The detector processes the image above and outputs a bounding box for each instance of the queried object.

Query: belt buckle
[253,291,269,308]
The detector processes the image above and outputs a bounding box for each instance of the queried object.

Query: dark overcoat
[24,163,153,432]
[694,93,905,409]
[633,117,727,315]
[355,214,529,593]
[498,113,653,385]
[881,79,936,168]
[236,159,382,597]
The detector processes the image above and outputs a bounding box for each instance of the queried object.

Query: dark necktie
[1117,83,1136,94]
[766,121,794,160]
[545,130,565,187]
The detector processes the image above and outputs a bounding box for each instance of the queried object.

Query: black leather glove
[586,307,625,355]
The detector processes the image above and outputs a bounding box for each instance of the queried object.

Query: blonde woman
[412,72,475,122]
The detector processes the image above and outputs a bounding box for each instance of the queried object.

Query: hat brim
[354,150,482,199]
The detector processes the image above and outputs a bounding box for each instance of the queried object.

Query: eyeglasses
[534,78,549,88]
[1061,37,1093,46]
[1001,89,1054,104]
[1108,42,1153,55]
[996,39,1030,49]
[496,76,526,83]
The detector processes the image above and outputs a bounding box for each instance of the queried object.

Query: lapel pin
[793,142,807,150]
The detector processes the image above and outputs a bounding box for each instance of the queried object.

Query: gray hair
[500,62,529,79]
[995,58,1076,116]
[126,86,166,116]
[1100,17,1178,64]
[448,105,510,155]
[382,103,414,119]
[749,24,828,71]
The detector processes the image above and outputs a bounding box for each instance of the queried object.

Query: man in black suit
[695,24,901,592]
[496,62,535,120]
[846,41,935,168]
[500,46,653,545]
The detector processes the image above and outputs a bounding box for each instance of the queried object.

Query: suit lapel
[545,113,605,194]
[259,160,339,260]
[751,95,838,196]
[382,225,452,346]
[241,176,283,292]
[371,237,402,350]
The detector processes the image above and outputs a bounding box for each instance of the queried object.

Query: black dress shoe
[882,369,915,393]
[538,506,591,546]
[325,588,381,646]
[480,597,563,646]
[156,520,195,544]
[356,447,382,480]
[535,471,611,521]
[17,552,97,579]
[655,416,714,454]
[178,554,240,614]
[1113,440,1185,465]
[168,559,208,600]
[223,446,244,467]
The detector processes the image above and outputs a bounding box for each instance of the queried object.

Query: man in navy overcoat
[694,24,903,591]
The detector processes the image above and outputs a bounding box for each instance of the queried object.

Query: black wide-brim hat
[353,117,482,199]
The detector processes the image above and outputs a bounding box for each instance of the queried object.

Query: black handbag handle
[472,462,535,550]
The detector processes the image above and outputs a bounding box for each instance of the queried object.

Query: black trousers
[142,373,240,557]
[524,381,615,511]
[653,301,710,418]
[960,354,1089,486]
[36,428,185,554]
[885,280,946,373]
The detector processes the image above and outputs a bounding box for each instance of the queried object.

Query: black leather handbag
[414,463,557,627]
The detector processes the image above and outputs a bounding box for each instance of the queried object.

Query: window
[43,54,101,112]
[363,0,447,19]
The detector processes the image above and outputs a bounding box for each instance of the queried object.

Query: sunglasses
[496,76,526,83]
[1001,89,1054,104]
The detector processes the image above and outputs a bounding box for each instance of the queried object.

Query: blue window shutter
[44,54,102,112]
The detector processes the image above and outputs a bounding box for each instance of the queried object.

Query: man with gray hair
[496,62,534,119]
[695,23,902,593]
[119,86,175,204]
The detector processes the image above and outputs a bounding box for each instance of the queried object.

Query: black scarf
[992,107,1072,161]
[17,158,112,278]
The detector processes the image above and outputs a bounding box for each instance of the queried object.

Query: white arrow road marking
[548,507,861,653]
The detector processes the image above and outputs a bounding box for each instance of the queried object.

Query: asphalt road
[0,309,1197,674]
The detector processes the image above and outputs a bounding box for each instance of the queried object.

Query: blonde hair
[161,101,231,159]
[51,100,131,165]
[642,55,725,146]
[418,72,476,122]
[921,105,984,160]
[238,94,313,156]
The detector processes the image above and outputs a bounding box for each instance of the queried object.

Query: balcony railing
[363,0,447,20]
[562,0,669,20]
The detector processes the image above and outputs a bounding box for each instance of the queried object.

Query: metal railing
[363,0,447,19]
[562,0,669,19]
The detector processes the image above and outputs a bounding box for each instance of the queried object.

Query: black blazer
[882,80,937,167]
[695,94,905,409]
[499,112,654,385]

··········

- _Task brief_
Make a faithful copy of every record above.

- _Solution_
The detector processes the image above and outputs a bounding box for each instance of the queried object.

Query: belt buckle
[253,291,269,308]
The detector processes the image above and outputs a bounding box for each instance of the queried object.

Query: dark overcoat
[24,163,153,432]
[694,93,905,409]
[633,117,727,315]
[355,214,529,593]
[498,113,653,385]
[881,79,936,168]
[236,159,382,597]
The detector processes the image above and outputs a bounding box for each instance of the queried object.

Query: dark necktie
[1117,83,1136,94]
[766,121,794,160]
[545,130,565,187]
The detector processes the image above and outputs a bounding box for each instance of the queried object.

Query: black leather glove
[586,307,625,355]
The detector processes the image above and outputs a bounding box for each instance of the queried object.

Query: blonde woman
[412,72,475,122]
The detector processes the image above and outputs a bounding box for each instance of the queried object.

Query: hat brim
[354,150,482,199]
The detector processes the image above and outputs a bounding box for each instance of the queried object.

Query: eyeglasses
[534,78,549,88]
[1061,37,1093,46]
[1001,89,1054,104]
[1108,42,1153,55]
[996,39,1030,49]
[496,76,526,83]
The detector processes the image above and outputs a bounding box for each instance of the queried object.

Query: lapel pin
[793,142,807,150]
The detector processes the image above and outputs a bounding box for each instance of the queried object.

Query: gray hair
[500,62,529,79]
[995,58,1076,116]
[126,86,166,116]
[1100,17,1178,64]
[448,105,510,155]
[382,103,414,119]
[749,24,828,71]
The detector processes the image above and outputs a bounding box for each instance of the queried object.

Query: man in black suit
[695,24,901,592]
[496,62,535,120]
[846,41,935,168]
[500,46,653,545]
The detector processes the image above and outputs a bounding box for each instance of the queried object.

Query: suit lapel
[545,113,605,194]
[259,160,339,260]
[751,95,838,196]
[382,225,452,346]
[241,176,283,292]
[371,237,402,350]
The detector processes the image above and outputs a bounding box for each instance of the queried object.

Query: black dress shoe
[882,369,915,393]
[538,506,591,546]
[325,588,381,646]
[480,597,563,646]
[156,520,195,544]
[356,447,382,480]
[535,471,611,521]
[17,552,97,579]
[655,416,714,454]
[178,554,240,614]
[1113,440,1185,465]
[168,559,208,600]
[223,446,244,467]
The detector processes the image above and outputs a bounding box for each instance of the queried object.

Query: man in navy overcoat
[694,24,903,591]
The detector processes the image above and outputs a bounding box for each instance of the queried object.

Query: black wide-brim hat
[353,117,482,199]
The detector processes the image above and outputs a bounding box for each instance of the queried object.

Query: black handbag handle
[472,462,535,550]
The detector processes the image above and outputs a bounding box for each instance of the queried object.

Query: black trousers
[142,373,240,557]
[524,381,615,511]
[653,301,710,418]
[960,354,1089,486]
[36,428,185,554]
[885,280,946,373]
The detector processes the image above and outputs a bounding box for each instance of the queried object.

Query: black leather handbag
[414,463,557,627]
The detector processes the image above and outputs a bounding box for each instance of the queried object.

Query: window
[43,54,101,112]
[363,0,447,19]
The detector processes the image above and outputs a bounding box for each instance of the queried object.

Query: sunglasses
[496,76,526,83]
[1001,89,1054,104]
The detector processes the image above and outputs a bounding box for each instance of the queried object.

Query: blue window shutter
[44,54,102,112]
The detector processes the image above and outputs a bounding box for each instance of the queried object.

Query: man with gray hair
[496,62,534,119]
[695,23,902,593]
[119,86,175,204]
The detector processes the image above and outputs a bounding box for each instance of the queried object.

Query: black scarf
[992,107,1072,161]
[17,158,112,278]
The detector processes the image above and outputs a bounding box for each instance of the queried object.

Query: white arrow road marking
[548,507,861,653]
The detector processes the image above and outputs a bounding box for each instance of the queried object.

Query: asphalt road
[0,309,1197,674]
The detector processes the image above and outputs a bounding box for each instance of the queried object.

Query: blonde hair
[161,101,231,159]
[51,100,131,165]
[642,55,725,146]
[418,72,476,122]
[921,105,984,160]
[238,94,313,156]
The detector processes the image above and outputs a bounding box for each instance of the queried object.

Query: balcony railing
[363,0,447,20]
[562,0,669,20]
The detector processes the image above and outputs a bounding box for each instance of the queried object.

Query: metal railing
[363,0,447,19]
[562,0,669,19]
The detector processes the image above and outputs a bounding box for each instance of the queried object.

Query: black blazer
[882,80,937,167]
[695,94,905,409]
[499,112,654,385]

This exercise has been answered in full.